WORK REQUIRED:
Reproduce the breastfeeding account word for word, beginning at "He was at the" and stopping after "pumping a bit).".

On Sunday of this week (Orion would have been 5 days old) we noticed he was extra drowsy, not eating as often and had a dark spot on all of his diapers with his urine. We fed him formula sunday night after I'd nurse to give him extra fluids. I was concerned about dehydration and he was having issues latching with one breast. On Monday we called the dr and got in to see him instead of waiting for our appt on Tues.
He was at the same weight at that point as when he was discharged (6 10, down from 7lbs) but the dr weighs them with clothing and diaper on. ANyway, he said it wasnt bad enough to send him to the hospital for IV or anything, but to keep nursing and supplementing and see a BFing clinic. Everything else for the appt was great - baby is good and healthy! Yay!
So, to get into the clinic I had to call the health nurse and then wait for them to return the call on Tuesday and then get in on Wed morning. They weighed him naked, and he was down to 6lbs 6oz. They gave me a breast shield to use for the breast he didnt latch on and gave me a syringe and tube to use while nursing to get him to latch better and they recommended I pump 8x a day (I had already gotten a pump and was pumping a bit).
So Wed I did everything they said to. I nursed for almost an hour, then gave a bottle when he was still hungry (which was all the time) and pumped for 30-40 min (both breasts, single pump). That took over 2 hours and then I'd have to clean/sterilize the parts and bottles etc and then I'd end up doing it all again.
Oh, and did I mention my DH works 10hr shifts and I have a 2 yr old to watch? So far all week while DH is working I've had to have someone here (mainly my mom & dad) to look after DS and make meals b/c I was so occupied with nursing and unable to do everything myself. Oh and I didnt get much sleep doing this.
Ive been fighting to nurse since he was born. All of this was too much. Last night I gave up.
After a day of not nursing, my one breast is sore and engorged. The other side is still soft and feels empty. (this is the one he wouldnt latch properly on). I dont know why, but 9 days after birth its still empty... so he definitely wasnt getting enough from me.

RECORDS SHOWN:
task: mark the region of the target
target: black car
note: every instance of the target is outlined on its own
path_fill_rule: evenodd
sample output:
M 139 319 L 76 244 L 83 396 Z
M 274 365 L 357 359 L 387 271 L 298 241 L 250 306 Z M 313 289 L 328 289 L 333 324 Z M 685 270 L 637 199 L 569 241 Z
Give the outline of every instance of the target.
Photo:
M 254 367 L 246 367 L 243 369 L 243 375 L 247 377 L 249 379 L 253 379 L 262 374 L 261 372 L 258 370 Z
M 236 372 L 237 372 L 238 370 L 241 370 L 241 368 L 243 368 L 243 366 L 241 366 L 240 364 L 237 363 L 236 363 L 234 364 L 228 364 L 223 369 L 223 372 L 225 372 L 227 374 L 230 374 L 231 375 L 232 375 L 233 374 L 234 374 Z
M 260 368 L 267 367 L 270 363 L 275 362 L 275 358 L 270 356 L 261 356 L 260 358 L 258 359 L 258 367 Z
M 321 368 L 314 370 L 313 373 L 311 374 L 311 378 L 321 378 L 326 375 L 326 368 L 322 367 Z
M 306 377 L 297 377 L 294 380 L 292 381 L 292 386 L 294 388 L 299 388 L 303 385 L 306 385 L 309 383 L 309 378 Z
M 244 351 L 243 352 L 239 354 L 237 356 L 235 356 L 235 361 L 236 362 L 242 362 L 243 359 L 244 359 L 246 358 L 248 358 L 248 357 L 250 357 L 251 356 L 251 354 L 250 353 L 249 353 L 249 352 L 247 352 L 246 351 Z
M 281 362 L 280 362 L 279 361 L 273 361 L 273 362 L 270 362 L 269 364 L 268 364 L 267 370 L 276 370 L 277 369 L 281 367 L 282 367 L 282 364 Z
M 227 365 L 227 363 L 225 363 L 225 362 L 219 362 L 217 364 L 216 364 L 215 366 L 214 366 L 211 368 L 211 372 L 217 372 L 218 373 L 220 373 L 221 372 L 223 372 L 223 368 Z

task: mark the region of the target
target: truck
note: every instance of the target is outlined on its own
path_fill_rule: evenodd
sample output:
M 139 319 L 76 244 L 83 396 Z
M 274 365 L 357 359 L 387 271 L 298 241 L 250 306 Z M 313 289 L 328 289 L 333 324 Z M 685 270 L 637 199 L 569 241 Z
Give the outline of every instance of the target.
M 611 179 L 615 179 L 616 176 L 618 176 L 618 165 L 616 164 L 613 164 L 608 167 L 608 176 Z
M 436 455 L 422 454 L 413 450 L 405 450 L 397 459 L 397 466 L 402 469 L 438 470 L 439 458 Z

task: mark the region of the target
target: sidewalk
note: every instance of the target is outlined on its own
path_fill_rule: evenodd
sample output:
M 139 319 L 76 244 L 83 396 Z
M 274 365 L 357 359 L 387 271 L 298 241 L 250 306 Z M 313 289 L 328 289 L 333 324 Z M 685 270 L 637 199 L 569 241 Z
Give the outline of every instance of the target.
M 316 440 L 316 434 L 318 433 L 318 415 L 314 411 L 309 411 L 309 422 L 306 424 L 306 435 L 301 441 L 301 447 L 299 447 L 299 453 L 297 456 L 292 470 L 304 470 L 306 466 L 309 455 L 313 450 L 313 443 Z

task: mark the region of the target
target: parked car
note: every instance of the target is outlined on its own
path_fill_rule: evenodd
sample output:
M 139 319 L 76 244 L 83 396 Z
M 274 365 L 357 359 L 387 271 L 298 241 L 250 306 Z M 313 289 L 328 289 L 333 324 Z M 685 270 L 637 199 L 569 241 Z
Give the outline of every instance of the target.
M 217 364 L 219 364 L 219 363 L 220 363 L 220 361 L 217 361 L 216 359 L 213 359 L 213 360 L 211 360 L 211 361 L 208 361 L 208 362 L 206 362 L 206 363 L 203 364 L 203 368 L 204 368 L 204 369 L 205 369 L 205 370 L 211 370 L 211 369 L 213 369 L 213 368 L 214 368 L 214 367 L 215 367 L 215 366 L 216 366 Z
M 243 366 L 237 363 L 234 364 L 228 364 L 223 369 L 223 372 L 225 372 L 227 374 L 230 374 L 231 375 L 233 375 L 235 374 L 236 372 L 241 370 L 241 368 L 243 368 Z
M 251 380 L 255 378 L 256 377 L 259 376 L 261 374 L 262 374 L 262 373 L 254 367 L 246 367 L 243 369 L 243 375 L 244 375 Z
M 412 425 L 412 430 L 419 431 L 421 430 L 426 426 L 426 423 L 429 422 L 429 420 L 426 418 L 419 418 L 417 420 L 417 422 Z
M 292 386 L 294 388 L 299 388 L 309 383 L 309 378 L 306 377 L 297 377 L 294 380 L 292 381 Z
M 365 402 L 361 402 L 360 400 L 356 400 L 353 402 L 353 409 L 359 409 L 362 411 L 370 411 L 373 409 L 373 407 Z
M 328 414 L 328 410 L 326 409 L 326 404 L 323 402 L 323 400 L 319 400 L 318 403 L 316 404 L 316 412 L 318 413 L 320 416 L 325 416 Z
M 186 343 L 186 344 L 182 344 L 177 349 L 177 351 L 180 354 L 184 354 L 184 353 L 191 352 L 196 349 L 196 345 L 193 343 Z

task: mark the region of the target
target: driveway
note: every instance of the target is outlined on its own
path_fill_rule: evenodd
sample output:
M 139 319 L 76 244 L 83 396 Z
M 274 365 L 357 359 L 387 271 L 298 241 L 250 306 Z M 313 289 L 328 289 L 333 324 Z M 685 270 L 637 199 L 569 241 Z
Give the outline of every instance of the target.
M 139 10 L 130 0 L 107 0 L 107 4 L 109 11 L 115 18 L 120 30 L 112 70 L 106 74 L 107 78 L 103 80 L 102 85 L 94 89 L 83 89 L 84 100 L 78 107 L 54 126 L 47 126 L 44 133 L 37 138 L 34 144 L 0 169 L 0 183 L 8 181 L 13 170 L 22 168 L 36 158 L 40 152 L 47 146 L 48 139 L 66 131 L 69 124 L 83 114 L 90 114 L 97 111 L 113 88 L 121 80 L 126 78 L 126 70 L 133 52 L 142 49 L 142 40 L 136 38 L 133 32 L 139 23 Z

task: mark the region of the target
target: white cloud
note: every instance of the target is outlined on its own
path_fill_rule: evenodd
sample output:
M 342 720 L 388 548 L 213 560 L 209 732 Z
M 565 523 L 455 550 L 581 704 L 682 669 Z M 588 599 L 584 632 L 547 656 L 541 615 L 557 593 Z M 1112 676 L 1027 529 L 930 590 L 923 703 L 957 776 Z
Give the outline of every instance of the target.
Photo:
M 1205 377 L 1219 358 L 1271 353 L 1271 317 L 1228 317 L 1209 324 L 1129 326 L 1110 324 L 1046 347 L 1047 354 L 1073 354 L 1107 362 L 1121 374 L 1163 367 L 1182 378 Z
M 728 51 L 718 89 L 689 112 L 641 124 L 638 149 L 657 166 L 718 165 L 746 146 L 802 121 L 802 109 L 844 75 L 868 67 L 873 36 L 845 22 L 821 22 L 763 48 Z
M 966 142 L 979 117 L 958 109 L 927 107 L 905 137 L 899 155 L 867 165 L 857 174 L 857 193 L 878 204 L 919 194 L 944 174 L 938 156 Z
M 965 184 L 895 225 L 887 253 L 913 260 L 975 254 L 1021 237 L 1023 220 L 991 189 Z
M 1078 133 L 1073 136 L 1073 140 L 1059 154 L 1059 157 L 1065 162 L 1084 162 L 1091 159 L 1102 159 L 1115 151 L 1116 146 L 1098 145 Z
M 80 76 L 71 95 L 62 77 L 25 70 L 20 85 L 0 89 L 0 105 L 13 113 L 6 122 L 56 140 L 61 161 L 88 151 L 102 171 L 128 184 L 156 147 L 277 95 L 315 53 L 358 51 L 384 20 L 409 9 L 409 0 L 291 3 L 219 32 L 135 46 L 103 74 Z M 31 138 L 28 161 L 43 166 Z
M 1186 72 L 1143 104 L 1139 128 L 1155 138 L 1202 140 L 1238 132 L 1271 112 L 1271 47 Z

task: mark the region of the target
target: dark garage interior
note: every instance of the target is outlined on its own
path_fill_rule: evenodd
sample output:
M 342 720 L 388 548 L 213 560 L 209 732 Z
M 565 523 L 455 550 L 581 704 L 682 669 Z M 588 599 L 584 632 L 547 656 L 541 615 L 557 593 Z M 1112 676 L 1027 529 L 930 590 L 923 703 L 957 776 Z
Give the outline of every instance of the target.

COMPLETED TASK:
He was at the same weight at that point as when he was discharged (6 10, down from 7lbs) but the dr weighs them with clothing and diaper on. ANyway, he said it wasnt bad enough to send him to the hospital for IV or anything, but to keep nursing and supplementing and see a BFing clinic. Everything else for the appt was great - baby is good and healthy! Yay!
So, to get into the clinic I had to call the health nurse and then wait for them to return the call on Tuesday and then get in on Wed morning. They weighed him naked, and he was down to 6lbs 6oz. They gave me a breast shield to use for the breast he didnt latch on and gave me a syringe and tube to use while nursing to get him to latch better and they recommended I pump 8x a day (I had already gotten a pump and was pumping a bit).